**REQUIREMENT A:** Render this sentence from the blog passage in Spanish: "I did a lot of my grieving earlier this year, after I saw grandma for the last time and said my goodbyes."
**REQUIREMENT B:** Repeat the part of the blog passage that begins with the words containing "Thursday, July 03, 2008" and ends with "of my home.".

DOCUMENT PASSAGE below:

Professor Tygiel is survived by his wife, Luise, of San Francisco; sons Charles Tygiel of Santa Cruz and Sam Tygiel of San Francisco; and his mother, Rose Tygiel of Tucson.
Thursday, July 03, 2008
Two days into my five-day reprieve, I'm already feeling so much better. I've sorted through a lot of thoughts, had some serious conversations with my parents about some ugly family concerns, and come to the conclusion that, though my grandmother's death precipitated some emotional turmoil, the roots of my current emotional state lie in other causes as well. I did a lot of my grieving earlier this year, after I saw grandma for the last time and said my goodbyes. I was so upset then that I canceled a bunch of plans and left town in rather dramatic fashion to spend New Year's in the woods with friends. A lot of the things I felt then were quickly absorbed into all the conflicting emotions that arose from my apartment burglary in early January, and I think I was simultaneously grieving my grandma and the violation of my home.

End of DOCUMENT PASSAGE.
THE DATA below:

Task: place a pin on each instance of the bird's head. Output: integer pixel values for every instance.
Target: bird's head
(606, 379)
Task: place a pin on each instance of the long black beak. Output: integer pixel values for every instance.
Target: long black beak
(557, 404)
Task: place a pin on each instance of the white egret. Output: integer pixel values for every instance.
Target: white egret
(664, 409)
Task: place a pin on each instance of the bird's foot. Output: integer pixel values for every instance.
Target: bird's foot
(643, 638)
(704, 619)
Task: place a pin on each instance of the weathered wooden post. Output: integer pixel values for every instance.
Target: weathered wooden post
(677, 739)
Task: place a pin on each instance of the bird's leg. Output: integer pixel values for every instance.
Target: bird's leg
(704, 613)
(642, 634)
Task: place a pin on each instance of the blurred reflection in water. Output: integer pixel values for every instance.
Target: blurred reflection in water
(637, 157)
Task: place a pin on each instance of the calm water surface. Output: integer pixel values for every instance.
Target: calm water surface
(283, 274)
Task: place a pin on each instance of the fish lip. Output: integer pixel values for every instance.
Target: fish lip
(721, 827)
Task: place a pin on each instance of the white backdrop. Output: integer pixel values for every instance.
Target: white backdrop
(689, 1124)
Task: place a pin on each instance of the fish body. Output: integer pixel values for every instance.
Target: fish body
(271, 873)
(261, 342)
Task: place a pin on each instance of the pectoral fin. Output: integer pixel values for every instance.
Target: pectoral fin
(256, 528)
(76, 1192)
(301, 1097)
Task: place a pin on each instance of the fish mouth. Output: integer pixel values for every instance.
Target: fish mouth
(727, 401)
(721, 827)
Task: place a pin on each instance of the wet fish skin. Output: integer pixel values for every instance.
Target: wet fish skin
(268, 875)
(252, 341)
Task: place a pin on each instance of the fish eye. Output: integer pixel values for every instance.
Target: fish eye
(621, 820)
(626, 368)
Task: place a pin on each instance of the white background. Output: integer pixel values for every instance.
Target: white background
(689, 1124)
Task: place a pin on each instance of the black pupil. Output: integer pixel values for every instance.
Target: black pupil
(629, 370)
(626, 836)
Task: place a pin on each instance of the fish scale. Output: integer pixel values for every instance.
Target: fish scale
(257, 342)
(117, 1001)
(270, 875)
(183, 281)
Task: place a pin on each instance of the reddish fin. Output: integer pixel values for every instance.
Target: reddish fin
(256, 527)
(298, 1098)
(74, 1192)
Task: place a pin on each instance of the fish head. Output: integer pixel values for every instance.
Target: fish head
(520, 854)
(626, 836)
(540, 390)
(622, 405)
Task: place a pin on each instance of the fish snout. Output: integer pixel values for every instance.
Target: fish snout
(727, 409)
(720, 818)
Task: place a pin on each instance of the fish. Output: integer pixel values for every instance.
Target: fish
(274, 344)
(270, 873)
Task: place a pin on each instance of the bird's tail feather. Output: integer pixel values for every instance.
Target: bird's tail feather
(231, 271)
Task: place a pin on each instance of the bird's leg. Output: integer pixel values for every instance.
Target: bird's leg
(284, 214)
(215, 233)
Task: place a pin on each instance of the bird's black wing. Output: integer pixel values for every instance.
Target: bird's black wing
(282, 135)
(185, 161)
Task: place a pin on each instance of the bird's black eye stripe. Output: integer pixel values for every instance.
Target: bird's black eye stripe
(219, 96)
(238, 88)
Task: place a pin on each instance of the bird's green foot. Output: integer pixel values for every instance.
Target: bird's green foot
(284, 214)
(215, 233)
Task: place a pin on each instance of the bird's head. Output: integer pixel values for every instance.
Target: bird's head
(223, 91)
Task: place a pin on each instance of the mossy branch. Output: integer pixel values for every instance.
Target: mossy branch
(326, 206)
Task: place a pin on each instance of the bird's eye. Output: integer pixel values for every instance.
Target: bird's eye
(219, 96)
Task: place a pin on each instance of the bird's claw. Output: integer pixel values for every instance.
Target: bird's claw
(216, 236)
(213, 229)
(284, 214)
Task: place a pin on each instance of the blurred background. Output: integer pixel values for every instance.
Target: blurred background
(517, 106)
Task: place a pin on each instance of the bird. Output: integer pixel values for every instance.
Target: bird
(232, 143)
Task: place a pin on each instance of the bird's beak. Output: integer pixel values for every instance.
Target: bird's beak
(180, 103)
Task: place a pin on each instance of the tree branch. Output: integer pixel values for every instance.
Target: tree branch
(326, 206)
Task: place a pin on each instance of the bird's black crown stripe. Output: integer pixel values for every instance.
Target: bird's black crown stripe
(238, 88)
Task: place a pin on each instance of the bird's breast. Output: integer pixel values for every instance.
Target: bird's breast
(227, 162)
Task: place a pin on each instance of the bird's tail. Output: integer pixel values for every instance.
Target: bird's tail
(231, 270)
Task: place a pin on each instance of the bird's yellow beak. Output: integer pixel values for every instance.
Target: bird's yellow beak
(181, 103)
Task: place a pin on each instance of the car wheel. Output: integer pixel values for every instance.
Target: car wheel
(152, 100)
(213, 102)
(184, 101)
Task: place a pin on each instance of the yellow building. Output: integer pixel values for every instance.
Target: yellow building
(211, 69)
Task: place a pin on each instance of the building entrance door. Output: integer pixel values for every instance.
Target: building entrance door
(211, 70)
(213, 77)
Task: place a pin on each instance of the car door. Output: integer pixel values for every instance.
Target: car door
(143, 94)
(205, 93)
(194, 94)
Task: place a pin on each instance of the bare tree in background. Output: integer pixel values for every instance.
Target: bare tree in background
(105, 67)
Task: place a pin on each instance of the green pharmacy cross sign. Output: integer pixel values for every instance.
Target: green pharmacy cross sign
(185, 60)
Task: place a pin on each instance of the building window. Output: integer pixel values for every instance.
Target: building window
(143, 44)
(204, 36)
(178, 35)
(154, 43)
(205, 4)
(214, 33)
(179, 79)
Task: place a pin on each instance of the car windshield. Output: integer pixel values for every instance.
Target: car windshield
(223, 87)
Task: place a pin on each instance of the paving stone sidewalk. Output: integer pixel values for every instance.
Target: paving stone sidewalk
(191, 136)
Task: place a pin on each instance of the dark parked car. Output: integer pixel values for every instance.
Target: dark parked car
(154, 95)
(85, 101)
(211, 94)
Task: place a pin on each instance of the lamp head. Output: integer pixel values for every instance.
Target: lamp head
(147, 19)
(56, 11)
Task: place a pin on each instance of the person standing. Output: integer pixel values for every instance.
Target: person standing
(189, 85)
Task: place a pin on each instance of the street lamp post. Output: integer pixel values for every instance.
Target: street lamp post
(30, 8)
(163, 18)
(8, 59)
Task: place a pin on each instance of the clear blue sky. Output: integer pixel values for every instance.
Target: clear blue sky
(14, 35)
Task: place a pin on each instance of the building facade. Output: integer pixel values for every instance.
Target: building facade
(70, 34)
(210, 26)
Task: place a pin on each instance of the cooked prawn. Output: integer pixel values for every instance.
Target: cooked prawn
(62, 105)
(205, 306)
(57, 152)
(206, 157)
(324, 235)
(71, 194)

End of THE DATA.

**WRITTEN ANSWER A:** Hice gran parte de mi duelo a principios de este año, después de ver a la abuela por última vez y despedirme.

**WRITTEN ANSWER B:**
Thursday, July 03, 2008
Two days into my five-day reprieve, I'm already feeling so much better. I've sorted through a lot of thoughts, had some serious conversations with my parents about some ugly family concerns, and come to the conclusion that, though my grandmother's death precipitated some emotional turmoil, the roots of my current emotional state lie in other causes as well. I did a lot of my grieving earlier this year, after I saw grandma for the last time and said my goodbyes. I was so upset then that I canceled a bunch of plans and left town in rather dramatic fashion to spend New Year's in the woods with friends. A lot of the things I felt then were quickly absorbed into all the conflicting emotions that arose from my apartment burglary in early January, and I think I was simultaneously grieving my grandma and the violation of my home.